::: Passage to read :::
There could be no better testimony to the revolutionary impulses in the party ranks than the fact that the revolutionary platform of the Opposition was able in so short a time to make its way through the cordon sanitaire of corrupted bureaucracy and to find supporters in every section of the party, in all parts of the country, who stood up in defense of that platform even to the point of expulsion from the party. These are the vanguard fighters for the communist ideal, and the living proof of its vitality. Their firmer union on a national scale and their collective preparation for the next stages of the struggle now stand on the order of the day. The national conference of the Opposition, which will convene in Chicago on May 17, will be devoted to these tasks. The thoughts of the most reliable and tested militants of American communism are turning to the forthcoming conference, which is fraught with such a great significance for the future.

The conference will sharpen the line of our struggle and work out the organizational forms for the next stage of its development. The action of the convention in rejecting our appeal and denying us the right to be heard, will naturally have no influence in halting this determination. The convention, which was packed and prearranged by the mechanical exclusion of the Opposition, accomplished nothing whatever except to demonstrate again the bankruptcy of the regime. Formal decisions arrived at in this way cannot be taken as a substitute for conclusions based on free collective work of revolutionaries.

The question has been asked by timid people in the party ranks whether the action of the convention, which was inspired and is fully supported by the Stalin leadership in the Comintern, will prompt the Opposition to give up the struggle and return to the party on the terms implied in the present policy toward the Opposition on an international scale. It is a significant feature of the Opposition movement that not a single voice in favor of this has been heard in its ranks. Despite the difficult circumstances under which we conduct our work, or perhaps because of them, the determination to carry on the fight to a victorious conclusion, no matter how long it takes or how hard the road, has been voiced on every side. We are confident that the national conference will confirm this attitude unanimously.
::: Material provided :::
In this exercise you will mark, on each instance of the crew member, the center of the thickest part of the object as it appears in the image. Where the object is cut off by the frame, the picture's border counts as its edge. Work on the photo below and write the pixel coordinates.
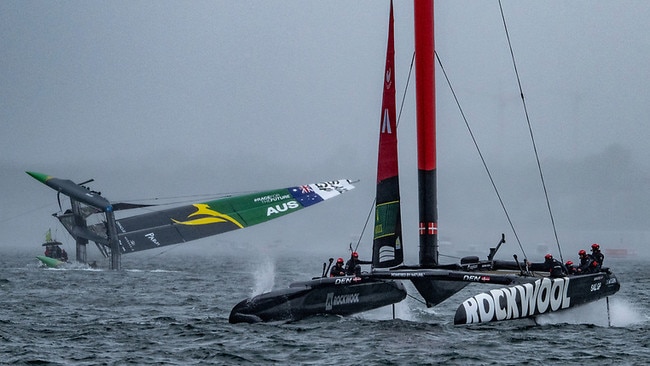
:::
#### Objective:
Reproduce the passage about the Opposition's national conference word for word, in full.

#### Output of the task:
There could be no better testimony to the revolutionary impulses in the party ranks than the fact that the revolutionary platform of the Opposition was able in so short a time to make its way through the cordon sanitaire of corrupted bureaucracy and to find supporters in every section of the party, in all parts of the country, who stood up in defense of that platform even to the point of expulsion from the party. These are the vanguard fighters for the communist ideal, and the living proof of its vitality. Their firmer union on a national scale and their collective preparation for the next stages of the struggle now stand on the order of the day. The national conference of the Opposition, which will convene in Chicago on May 17, will be devoted to these tasks. The thoughts of the most reliable and tested militants of American communism are turning to the forthcoming conference, which is fraught with such a great significance for the future.

The conference will sharpen the line of our struggle and work out the organizational forms for the next stage of its development. The action of the convention in rejecting our appeal and denying us the right to be heard, will naturally have no influence in halting this determination. The convention, which was packed and prearranged by the mechanical exclusion of the Opposition, accomplished nothing whatever except to demonstrate again the bankruptcy of the regime. Formal decisions arrived at in this way cannot be taken as a substitute for conclusions based on free collective work of revolutionaries.

The question has been asked by timid people in the party ranks whether the action of the convention, which was inspired and is fully supported by the Stalin leadership in the Comintern, will prompt the Opposition to give up the struggle and return to the party on the terms implied in the present policy toward the Opposition on an international scale. It is a significant feature of the Opposition movement that not a single voice in favor of this has been heard in its ranks. Despite the difficult circumstances under which we conduct our work, or perhaps because of them, the determination to carry on the fight to a victorious conclusion, no matter how long it takes or how hard the road, has been voiced on every side. We are confident that the national conference will confirm this attitude unanimously.